__Picture shape labeling items__.
++++++++++

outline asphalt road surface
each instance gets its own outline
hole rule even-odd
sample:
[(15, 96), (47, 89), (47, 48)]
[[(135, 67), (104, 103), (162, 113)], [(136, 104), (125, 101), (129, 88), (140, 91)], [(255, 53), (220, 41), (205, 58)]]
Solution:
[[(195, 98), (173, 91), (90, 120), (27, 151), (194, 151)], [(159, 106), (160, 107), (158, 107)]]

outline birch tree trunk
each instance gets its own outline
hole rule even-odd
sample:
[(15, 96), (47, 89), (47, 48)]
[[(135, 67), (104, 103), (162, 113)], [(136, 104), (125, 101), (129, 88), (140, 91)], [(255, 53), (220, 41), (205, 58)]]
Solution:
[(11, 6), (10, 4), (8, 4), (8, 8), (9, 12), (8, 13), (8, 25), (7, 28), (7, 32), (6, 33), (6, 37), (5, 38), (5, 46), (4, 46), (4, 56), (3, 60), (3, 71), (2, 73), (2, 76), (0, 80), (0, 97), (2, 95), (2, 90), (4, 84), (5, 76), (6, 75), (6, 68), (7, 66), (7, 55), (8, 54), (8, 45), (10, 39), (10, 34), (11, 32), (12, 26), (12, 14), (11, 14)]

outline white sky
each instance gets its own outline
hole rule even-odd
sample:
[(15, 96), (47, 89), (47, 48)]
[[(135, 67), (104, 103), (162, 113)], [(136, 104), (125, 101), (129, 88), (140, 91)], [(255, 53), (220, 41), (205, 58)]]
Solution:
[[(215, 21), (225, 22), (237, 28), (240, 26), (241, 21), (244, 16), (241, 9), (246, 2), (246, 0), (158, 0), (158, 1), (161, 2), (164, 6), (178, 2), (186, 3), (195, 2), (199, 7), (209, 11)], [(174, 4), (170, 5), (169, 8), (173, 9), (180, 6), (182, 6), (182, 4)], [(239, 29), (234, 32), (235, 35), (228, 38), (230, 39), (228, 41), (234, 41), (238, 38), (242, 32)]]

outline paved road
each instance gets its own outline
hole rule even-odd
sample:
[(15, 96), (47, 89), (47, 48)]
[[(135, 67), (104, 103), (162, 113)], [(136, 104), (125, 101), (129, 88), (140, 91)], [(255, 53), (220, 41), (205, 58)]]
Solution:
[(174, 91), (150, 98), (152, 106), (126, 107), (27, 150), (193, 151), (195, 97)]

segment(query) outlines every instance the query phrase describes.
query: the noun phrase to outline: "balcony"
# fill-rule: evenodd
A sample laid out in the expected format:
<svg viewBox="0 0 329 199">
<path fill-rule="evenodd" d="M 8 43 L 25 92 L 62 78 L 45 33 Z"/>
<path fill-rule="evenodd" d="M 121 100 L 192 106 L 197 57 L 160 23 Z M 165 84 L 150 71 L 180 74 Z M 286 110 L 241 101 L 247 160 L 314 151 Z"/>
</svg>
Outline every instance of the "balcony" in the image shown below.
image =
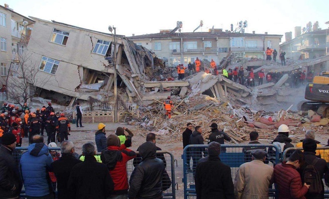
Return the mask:
<svg viewBox="0 0 329 199">
<path fill-rule="evenodd" d="M 326 50 L 326 44 L 304 45 L 299 46 L 297 50 Z"/>
<path fill-rule="evenodd" d="M 262 47 L 231 47 L 230 49 L 233 52 L 259 52 L 264 50 Z"/>
</svg>

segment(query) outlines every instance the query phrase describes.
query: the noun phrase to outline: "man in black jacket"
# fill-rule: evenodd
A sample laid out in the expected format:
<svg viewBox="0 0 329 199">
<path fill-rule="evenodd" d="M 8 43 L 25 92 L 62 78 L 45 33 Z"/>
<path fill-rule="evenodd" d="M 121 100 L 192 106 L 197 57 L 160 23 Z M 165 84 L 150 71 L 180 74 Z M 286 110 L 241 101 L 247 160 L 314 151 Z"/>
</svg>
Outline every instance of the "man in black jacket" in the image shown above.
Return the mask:
<svg viewBox="0 0 329 199">
<path fill-rule="evenodd" d="M 114 184 L 107 167 L 98 163 L 92 142 L 82 146 L 85 161 L 72 169 L 67 182 L 69 198 L 72 199 L 105 199 L 114 189 Z"/>
<path fill-rule="evenodd" d="M 305 164 L 302 165 L 299 172 L 302 177 L 302 183 L 306 183 L 304 182 L 304 171 L 308 165 L 314 164 L 316 170 L 320 179 L 322 179 L 325 174 L 328 171 L 328 167 L 327 165 L 326 160 L 322 158 L 319 158 L 316 156 L 316 150 L 317 150 L 317 142 L 315 140 L 311 138 L 306 138 L 303 141 L 303 149 L 304 150 L 304 157 L 305 157 Z M 308 192 L 305 195 L 307 199 L 322 199 L 325 196 L 325 187 L 323 181 L 321 181 L 321 186 L 322 191 L 321 193 L 317 194 L 310 194 Z"/>
<path fill-rule="evenodd" d="M 52 162 L 51 166 L 57 180 L 58 199 L 70 199 L 67 190 L 67 181 L 72 168 L 82 162 L 74 156 L 74 144 L 69 140 L 62 142 L 60 146 L 62 157 Z"/>
<path fill-rule="evenodd" d="M 157 146 L 146 142 L 140 146 L 143 162 L 134 169 L 129 184 L 129 199 L 162 199 L 162 177 L 164 171 L 163 161 L 157 158 Z"/>
<path fill-rule="evenodd" d="M 192 133 L 192 135 L 190 136 L 189 144 L 203 144 L 203 138 L 201 135 L 202 132 L 202 129 L 200 126 L 195 126 L 194 131 Z M 196 164 L 197 164 L 199 160 L 202 157 L 202 152 L 204 155 L 205 152 L 205 149 L 200 149 L 197 148 L 192 148 L 190 151 L 191 156 L 193 159 L 193 166 L 192 169 L 193 172 L 195 171 L 195 168 L 196 168 Z"/>
<path fill-rule="evenodd" d="M 211 142 L 217 142 L 220 144 L 224 144 L 224 140 L 227 141 L 231 141 L 231 139 L 223 131 L 220 131 L 218 130 L 218 126 L 216 123 L 213 123 L 209 126 L 211 128 L 211 133 L 210 135 L 209 136 L 209 139 L 208 140 L 208 144 L 209 144 Z M 226 148 L 225 147 L 222 147 L 221 151 L 222 152 L 226 152 Z"/>
<path fill-rule="evenodd" d="M 192 128 L 193 126 L 192 123 L 188 122 L 186 125 L 187 127 L 184 132 L 183 132 L 183 149 L 189 144 L 189 138 L 192 135 Z M 190 167 L 189 166 L 189 162 L 191 159 L 191 154 L 189 152 L 187 152 L 186 153 L 186 160 L 187 163 L 187 170 L 190 170 Z"/>
<path fill-rule="evenodd" d="M 195 171 L 195 191 L 197 199 L 234 198 L 231 168 L 219 159 L 220 144 L 212 142 L 208 146 L 208 159 L 200 162 Z"/>
<path fill-rule="evenodd" d="M 18 199 L 22 183 L 12 156 L 12 151 L 16 147 L 16 137 L 11 133 L 4 133 L 0 142 L 0 199 Z"/>
</svg>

++++++++++

__TASK TO COMPLETE__.
Locate every line in the records above that contains the string "phrase", and copy each such line in full.

__WRITTEN RESPONSE__.
segment(query) outlines every instance the query phrase describes.
query: the noun phrase to outline: "balcony"
segment(query) outlines every instance the query phrase describes.
query: the noun phrase to outline: "man in black jacket"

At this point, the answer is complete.